[TASK MATERIAL — start]
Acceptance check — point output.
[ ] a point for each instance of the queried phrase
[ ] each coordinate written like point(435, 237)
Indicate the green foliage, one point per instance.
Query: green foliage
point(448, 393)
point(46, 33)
[TASK MATERIAL — finish]
(EXERCISE AIM):
Type the records out again. Match them exactly.

(ANSWER SECTION):
Acceptance check — point output.
[ ] a point for each instance of the queried phrase
[ ] each coordinate written like point(435, 237)
Indicate the green foliage, one point per instance.
Query: green foliage
point(448, 393)
point(46, 33)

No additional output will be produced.